__WORK TO BE COMPLETED__:
Lines before the one containing "point_to(query) locates a point on each instance of the hazy" are left out; output the rest of the data exactly, through the final line.
-------- DATA FOR PROCESSING
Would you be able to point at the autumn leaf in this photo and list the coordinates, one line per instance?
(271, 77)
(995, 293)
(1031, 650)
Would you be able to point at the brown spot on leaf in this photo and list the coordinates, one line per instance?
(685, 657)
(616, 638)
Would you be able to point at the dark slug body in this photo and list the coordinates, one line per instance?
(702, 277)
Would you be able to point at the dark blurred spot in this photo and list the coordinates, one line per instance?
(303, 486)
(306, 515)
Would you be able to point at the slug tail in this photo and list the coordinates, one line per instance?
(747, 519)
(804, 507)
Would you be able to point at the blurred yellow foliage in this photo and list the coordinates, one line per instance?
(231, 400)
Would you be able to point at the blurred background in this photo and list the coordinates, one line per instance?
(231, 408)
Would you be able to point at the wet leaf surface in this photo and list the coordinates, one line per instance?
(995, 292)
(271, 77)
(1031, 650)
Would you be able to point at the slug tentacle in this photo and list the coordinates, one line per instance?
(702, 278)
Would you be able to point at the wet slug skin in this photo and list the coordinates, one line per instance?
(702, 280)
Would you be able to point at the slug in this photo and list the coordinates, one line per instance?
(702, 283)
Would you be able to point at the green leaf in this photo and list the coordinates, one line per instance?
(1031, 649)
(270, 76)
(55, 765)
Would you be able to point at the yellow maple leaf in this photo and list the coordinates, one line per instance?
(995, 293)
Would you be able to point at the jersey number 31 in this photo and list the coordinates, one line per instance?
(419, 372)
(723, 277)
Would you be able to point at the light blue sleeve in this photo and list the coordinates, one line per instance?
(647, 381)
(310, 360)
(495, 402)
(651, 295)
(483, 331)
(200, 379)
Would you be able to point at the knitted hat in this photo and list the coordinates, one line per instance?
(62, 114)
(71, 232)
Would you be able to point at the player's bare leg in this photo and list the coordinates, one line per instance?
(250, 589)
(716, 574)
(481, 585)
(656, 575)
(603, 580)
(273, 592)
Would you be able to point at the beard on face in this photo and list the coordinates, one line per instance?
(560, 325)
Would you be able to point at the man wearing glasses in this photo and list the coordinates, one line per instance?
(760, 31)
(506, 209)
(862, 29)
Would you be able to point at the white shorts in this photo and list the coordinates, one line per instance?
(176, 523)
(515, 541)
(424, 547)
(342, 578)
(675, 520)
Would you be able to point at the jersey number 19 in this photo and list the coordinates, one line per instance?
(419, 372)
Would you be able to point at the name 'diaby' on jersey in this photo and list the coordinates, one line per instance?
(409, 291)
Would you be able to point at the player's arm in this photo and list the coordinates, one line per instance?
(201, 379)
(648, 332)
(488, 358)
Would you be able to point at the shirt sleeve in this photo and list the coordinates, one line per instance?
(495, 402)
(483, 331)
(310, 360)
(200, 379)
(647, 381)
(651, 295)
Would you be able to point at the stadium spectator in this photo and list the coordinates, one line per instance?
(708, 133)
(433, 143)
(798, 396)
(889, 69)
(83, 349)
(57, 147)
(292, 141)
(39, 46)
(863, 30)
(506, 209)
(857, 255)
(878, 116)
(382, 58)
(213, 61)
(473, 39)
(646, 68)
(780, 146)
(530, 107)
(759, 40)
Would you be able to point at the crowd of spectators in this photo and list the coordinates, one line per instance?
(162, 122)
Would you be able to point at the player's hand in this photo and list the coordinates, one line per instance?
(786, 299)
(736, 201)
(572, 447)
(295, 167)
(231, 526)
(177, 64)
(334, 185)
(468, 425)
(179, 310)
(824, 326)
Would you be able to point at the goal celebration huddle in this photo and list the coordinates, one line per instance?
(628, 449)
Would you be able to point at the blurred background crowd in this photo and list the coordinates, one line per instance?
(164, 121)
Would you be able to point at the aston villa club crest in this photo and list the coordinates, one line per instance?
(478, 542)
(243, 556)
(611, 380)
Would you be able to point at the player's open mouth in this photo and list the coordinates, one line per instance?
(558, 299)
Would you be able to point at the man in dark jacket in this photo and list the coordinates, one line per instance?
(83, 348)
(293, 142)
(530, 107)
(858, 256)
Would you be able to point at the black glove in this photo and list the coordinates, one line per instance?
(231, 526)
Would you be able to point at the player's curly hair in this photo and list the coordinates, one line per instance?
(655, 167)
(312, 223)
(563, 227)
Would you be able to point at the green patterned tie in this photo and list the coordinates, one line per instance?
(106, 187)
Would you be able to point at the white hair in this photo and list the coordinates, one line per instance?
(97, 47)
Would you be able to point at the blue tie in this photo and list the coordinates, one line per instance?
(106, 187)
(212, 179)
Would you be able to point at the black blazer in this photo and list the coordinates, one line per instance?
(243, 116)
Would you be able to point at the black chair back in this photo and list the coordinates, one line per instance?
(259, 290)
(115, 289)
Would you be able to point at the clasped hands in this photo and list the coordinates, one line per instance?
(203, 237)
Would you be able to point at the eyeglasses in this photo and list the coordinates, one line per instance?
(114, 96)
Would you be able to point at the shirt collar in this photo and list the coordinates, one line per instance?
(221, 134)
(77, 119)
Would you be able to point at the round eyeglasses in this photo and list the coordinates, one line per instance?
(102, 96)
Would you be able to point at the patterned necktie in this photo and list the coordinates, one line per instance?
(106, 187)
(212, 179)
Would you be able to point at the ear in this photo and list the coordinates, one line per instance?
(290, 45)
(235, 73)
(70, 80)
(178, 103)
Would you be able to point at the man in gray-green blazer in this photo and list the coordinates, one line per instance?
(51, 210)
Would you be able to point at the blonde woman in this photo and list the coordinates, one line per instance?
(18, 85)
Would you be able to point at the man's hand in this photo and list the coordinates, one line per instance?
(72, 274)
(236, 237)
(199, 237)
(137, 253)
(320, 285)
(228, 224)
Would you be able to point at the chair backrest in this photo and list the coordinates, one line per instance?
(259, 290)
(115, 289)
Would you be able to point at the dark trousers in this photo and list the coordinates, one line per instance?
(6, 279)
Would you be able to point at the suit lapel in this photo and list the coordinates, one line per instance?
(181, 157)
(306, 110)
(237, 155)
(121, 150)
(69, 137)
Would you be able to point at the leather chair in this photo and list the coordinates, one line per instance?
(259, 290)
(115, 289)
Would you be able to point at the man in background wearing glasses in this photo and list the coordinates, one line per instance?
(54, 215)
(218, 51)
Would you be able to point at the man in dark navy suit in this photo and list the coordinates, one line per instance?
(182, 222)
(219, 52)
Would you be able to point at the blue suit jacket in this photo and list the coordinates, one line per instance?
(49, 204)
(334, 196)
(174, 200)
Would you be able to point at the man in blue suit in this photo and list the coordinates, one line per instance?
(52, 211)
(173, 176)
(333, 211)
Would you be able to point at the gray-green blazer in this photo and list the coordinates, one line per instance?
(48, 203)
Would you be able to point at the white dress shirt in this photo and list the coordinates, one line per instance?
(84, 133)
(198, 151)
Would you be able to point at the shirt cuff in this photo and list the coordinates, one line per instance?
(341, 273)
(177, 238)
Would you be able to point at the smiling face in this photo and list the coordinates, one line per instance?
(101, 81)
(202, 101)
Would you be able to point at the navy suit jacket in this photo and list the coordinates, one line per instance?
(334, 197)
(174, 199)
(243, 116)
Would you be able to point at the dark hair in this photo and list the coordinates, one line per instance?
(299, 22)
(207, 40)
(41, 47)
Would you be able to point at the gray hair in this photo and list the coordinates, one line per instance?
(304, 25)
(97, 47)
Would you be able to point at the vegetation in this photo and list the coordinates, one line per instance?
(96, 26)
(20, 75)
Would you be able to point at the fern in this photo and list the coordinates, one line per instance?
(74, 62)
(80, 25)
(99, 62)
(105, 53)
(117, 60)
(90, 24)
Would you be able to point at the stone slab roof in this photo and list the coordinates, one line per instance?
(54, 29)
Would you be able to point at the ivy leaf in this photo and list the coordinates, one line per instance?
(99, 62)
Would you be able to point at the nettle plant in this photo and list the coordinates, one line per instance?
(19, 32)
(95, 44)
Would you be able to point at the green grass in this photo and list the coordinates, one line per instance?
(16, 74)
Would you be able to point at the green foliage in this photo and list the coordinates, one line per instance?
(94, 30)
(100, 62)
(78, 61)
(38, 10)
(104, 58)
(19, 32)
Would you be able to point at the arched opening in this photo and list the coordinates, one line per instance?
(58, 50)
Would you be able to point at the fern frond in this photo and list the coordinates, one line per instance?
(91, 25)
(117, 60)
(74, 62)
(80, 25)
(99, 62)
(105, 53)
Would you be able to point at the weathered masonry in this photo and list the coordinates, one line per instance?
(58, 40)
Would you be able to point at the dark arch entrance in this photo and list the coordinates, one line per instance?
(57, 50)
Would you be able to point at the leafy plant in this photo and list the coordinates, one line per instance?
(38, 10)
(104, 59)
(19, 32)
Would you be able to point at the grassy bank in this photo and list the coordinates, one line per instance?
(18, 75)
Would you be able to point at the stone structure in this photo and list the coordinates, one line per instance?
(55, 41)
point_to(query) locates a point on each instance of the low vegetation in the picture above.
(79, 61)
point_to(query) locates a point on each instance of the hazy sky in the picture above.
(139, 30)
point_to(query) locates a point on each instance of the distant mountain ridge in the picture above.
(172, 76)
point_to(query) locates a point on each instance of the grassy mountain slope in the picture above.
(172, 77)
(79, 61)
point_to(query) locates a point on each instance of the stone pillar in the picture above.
----------------
__EXERCISE SOLUTION__:
point_to(query) locates a point on each instance of the hazy sky in the picture above.
(139, 30)
point_to(query) locates a point on each instance of the distant mountain ridge in the picture above.
(172, 76)
point_to(query) locates a point on each instance of the grassy mountain slope in the picture above.
(172, 77)
(79, 61)
point_to(query) locates a point on each instance of the stone pillar in the picture above.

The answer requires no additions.